:: Required actions ::
1 > According to the patch, how many files were changed in total?
2 > Copy everything in the patch from "create mode 100644" down to "we can find." without any changes.

:: Excerpt provided ::
From 9da1d70676dbf5695f610f881f5d07532c35a930 Mon Sep 17 00:00:00 2001
From: Brian Warner <warner@allmydata.com>
Date: Mon, 15 Oct 2007 16:16:39 -0700
Subject: [PATCH] add a simple checker, for both files and directories

---
 src/allmydata/checker.py           | 103 +++++++++++++++++++++++++++
 src/allmydata/client.py            |   2 +
 src/allmydata/dirnode.py           |  43 ++++++------
 src/allmydata/interfaces.py        |  44 +++++++++---
 src/allmydata/test/test_dirnode.py |  18 ++---
 src/allmydata/test/test_system.py  |  23 ++++++-
 src/allmydata/uri.py               | 107 ++++++++++++++++++++++++++++-
 7 files changed, 299 insertions(+), 41 deletions(-)
 create mode 100644 src/allmydata/checker.py

diff --git a/src/allmydata/checker.py b/src/allmydata/checker.py
new file mode 100644
index 00000000..b964cf19
--- /dev/null
+++ b/src/allmydata/checker.py
@@ -0,0 +1,103 @@
+
+"""
+Given a StorageIndex, count how many shares we can find.
+
+This does no verification of the shares whatsoever. If the peer claims to
+have the share, we believe them.
+"""

:: Extracted information ::
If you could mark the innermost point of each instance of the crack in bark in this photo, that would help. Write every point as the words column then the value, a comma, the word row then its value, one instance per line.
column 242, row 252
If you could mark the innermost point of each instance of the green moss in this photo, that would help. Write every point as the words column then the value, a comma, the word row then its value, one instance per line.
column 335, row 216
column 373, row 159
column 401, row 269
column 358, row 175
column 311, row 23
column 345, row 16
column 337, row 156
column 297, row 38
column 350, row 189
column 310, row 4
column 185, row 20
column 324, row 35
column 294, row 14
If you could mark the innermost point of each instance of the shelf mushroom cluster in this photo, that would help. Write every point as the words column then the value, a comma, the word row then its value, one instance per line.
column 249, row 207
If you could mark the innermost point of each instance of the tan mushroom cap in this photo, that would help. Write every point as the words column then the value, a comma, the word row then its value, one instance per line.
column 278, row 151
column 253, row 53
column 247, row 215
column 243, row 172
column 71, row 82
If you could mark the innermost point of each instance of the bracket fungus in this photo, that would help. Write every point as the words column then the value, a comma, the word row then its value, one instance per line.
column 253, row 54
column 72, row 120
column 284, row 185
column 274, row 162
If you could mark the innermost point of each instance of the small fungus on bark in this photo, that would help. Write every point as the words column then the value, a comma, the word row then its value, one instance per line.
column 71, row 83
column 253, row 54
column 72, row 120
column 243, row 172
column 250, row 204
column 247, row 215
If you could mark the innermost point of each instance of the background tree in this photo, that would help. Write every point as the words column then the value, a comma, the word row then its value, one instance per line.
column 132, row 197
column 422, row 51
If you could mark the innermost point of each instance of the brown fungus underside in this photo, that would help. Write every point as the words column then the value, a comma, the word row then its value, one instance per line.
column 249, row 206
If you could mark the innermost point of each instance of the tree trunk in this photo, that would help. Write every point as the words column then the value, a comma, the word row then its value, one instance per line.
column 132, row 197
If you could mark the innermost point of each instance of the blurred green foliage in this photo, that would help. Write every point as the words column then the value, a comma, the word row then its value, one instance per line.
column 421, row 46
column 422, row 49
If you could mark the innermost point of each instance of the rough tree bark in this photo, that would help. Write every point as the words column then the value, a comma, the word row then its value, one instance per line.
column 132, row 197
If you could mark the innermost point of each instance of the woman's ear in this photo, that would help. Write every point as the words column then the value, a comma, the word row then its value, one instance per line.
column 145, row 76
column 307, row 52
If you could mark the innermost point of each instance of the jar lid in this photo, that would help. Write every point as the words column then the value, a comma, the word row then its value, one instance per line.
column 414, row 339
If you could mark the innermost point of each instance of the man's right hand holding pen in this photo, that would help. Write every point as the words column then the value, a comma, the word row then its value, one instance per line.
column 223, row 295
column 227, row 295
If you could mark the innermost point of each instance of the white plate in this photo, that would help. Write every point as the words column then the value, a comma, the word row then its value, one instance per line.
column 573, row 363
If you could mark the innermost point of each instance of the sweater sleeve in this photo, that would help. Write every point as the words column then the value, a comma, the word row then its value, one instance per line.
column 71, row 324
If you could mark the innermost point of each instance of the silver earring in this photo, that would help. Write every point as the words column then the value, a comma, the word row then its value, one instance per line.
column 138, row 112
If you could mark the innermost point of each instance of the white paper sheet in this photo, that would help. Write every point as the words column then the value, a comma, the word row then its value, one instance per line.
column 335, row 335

:: Task results ::
1 > 7 files

2 >
create mode 100644 src/allmydata/checker.py

diff --git a/src/allmydata/checker.py b/src/allmydata/checker.py
new file mode 100644
index 00000000..b964cf19
--- /dev/null
+++ b/src/allmydata/checker.py
@@ -0,0 +1,103 @@
+
+"""
+Given a StorageIndex, count how many shares we can find.